### Documento de origem
Uma sensibilidade surrealista talvez se dedicasse a sublinhar a série de reaction shots em que se apoia, como muletas, Deixar o Mundo para Trás. O resultado talvez fosse hilariante e mais do que um tudo-nada experimental: a câmara afastar-se-ia da acção para, histerizando o que aqui se pratica como automatismo, se dirigir à reacção das personagens, numa espécie de coreografia autoderrisória. Mas lá se ia o filme (pós-)apocalíptico e o disaster movie, é verdade, para ficarmos talvez com uma sátira autoconsciente e, quem sabe, de proporções mais melancólicas.

### Registos fornecidos

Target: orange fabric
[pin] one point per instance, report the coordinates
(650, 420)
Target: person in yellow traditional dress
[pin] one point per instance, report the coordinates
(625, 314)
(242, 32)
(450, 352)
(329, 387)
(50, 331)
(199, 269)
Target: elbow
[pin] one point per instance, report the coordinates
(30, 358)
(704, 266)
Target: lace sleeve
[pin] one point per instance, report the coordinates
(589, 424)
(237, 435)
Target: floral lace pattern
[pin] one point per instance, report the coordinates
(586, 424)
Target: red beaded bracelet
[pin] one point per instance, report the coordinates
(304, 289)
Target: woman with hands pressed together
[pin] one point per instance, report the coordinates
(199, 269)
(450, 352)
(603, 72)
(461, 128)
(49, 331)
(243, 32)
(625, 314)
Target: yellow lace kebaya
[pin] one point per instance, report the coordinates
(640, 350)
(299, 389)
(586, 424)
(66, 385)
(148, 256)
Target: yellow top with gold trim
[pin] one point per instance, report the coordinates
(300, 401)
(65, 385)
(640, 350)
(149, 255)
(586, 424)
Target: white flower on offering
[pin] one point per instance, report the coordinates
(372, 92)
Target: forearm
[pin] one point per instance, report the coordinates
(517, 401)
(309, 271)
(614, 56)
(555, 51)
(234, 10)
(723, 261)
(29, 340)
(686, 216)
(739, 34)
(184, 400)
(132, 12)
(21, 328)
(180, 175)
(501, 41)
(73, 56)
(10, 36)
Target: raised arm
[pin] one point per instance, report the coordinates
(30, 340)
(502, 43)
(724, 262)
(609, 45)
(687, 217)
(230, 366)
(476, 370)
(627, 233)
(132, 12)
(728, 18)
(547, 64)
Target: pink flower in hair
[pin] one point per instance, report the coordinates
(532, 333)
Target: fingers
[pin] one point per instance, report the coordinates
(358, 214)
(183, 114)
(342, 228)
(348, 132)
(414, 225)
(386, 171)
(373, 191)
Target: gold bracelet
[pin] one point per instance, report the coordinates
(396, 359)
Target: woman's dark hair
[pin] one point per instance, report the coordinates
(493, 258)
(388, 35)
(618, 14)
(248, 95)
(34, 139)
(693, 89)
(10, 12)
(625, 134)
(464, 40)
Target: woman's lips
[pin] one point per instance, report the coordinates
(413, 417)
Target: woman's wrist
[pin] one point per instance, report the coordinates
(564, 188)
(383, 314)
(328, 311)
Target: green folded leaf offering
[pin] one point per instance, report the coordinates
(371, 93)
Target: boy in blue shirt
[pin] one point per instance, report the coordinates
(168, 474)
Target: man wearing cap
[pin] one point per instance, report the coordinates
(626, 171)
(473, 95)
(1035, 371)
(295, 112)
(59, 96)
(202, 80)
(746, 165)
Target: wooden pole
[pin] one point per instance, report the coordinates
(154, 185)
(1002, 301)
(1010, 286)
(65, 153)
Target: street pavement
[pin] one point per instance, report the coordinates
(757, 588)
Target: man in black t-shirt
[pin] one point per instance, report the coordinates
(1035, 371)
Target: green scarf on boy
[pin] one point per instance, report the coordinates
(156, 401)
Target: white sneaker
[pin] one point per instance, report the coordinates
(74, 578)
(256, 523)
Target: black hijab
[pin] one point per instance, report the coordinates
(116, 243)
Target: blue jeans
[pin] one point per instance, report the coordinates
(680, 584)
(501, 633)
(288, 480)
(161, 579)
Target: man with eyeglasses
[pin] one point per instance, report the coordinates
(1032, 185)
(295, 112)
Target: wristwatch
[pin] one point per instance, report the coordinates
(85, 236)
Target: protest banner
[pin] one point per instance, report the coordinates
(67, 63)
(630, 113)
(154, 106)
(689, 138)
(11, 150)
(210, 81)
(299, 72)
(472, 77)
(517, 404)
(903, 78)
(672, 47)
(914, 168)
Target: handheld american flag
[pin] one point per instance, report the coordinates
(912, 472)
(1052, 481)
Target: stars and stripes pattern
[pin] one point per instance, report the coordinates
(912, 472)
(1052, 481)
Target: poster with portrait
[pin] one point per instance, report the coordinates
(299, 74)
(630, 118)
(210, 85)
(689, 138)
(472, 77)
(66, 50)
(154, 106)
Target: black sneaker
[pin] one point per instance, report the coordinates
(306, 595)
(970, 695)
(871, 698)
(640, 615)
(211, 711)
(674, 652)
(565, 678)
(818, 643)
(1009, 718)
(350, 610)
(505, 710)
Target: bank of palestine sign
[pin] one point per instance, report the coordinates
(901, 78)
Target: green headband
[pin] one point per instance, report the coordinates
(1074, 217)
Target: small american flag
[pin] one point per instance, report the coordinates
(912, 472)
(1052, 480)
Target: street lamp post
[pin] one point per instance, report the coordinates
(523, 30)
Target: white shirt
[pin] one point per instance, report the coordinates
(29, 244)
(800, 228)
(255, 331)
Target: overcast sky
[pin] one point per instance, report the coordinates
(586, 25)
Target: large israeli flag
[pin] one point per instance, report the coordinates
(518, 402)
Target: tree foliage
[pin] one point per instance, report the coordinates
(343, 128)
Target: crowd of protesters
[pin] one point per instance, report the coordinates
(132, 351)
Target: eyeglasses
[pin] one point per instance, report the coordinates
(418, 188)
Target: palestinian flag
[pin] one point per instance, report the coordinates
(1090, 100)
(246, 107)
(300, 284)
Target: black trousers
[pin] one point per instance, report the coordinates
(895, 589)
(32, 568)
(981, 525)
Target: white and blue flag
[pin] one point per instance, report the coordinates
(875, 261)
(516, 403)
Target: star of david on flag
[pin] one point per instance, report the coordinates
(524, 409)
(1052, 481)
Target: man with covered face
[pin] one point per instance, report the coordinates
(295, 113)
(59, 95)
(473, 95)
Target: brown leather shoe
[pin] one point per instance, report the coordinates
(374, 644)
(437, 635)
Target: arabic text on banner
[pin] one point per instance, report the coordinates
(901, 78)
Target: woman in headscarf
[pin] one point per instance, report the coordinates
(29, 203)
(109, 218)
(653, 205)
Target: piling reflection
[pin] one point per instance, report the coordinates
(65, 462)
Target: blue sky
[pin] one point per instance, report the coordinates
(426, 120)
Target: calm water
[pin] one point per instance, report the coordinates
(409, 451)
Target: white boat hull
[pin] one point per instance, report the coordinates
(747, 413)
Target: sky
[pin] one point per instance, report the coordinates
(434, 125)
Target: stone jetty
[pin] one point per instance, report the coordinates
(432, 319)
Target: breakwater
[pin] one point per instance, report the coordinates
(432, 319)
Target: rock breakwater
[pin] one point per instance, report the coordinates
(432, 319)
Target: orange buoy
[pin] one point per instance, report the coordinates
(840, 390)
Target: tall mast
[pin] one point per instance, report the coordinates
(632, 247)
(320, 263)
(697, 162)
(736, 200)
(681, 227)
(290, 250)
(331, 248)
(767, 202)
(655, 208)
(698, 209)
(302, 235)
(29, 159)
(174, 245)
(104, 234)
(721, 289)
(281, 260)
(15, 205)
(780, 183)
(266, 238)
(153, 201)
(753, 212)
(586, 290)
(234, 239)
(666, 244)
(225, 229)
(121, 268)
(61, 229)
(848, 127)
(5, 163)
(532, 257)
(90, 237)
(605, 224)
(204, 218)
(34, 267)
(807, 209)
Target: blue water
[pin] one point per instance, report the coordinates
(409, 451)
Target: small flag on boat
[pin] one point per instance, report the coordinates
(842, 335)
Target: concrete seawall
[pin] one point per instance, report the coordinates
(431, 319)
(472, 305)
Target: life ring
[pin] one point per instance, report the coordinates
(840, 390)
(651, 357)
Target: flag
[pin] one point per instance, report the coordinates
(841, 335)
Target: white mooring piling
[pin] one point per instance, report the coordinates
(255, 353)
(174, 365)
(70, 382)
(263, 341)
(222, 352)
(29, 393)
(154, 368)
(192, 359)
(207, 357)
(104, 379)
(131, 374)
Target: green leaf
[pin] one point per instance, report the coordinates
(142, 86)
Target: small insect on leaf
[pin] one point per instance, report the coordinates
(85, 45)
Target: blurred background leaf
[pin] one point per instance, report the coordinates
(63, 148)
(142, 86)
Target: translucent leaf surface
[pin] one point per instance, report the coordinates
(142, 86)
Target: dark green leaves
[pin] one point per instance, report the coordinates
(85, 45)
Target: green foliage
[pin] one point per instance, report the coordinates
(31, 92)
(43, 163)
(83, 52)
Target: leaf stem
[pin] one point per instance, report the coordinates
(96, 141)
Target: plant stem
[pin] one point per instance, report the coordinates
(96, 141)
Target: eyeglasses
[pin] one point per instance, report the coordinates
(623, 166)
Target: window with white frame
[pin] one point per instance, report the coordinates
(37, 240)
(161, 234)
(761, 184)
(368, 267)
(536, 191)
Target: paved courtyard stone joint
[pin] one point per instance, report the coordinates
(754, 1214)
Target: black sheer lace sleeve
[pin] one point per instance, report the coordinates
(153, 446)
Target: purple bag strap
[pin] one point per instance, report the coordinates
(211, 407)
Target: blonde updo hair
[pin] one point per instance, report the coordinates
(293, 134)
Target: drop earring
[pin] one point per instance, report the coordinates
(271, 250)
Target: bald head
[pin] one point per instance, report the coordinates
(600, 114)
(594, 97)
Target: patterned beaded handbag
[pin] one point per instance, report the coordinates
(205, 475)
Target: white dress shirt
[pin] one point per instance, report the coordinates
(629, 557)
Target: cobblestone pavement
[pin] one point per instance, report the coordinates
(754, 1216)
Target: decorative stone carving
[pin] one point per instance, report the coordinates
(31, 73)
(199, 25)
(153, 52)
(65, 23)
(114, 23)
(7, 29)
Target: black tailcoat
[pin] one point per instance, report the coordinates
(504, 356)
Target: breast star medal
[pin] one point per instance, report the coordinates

### O que se pede
A) Podes copiar sem alterações os registos, desde a linha que contém "Target: decorative stone carving" até ao fim dos registos, incluindo essa primeira linha e a última?
B) Como prosseguirias o texto sobre o filme Deixar o Mundo para Trás a partir do ponto em que termina?

### Respostas do exercício
A)
Target: decorative stone carving
[pin] one point per instance, report the coordinates
(31, 73)
(199, 25)
(153, 52)
(65, 23)
(114, 23)
(7, 29)
Target: black tailcoat
[pin] one point per instance, report the coordinates
(504, 356)
Target: breast star medal
[pin] one point per instance, report the coordinates

B)
Assim como está, sem transcender o léxico básico, sem transcendência alguma, ponto!, é um desastre de filme este filme da Netflix. Ou, mais serenamente, dependendo das expectativas, é aquilo de que se estava à espera vindo como vem de um homem de serviço às séries (Sam Esmail é o realizador, argumentista e produtor de Mr. Robot e Homecoming). O que se alcança em Deixar o Mundo para Trás é serial e ruminante, é televisivo, em suma: elenca-se uma série de situações que geram um catálogo de temas e motivos que assomam no cinema deste género, tal como antes exercitado em filmes de Don Siegel, Robert Wise, M. Night Shyamalan, Philip Kaufman, Spielberg, etc., etc., etc., e é nisso que são cerzidas as “personagens”.

Assim surgem Julia Roberts e o marido (Ethan Hawke), casal de Brooklyn que vai de fim-de-semana para Long Island, para uma casa arrendada em modo Airbnb, levando o filho e a filha adolescentes. Começam então a acontecer estranhos fenómenos, desde um petroleiro que se dirige ao areal da praia até aos animais da floresta em redor da casa que parecem paralisados de assombro, etc., etc., etc..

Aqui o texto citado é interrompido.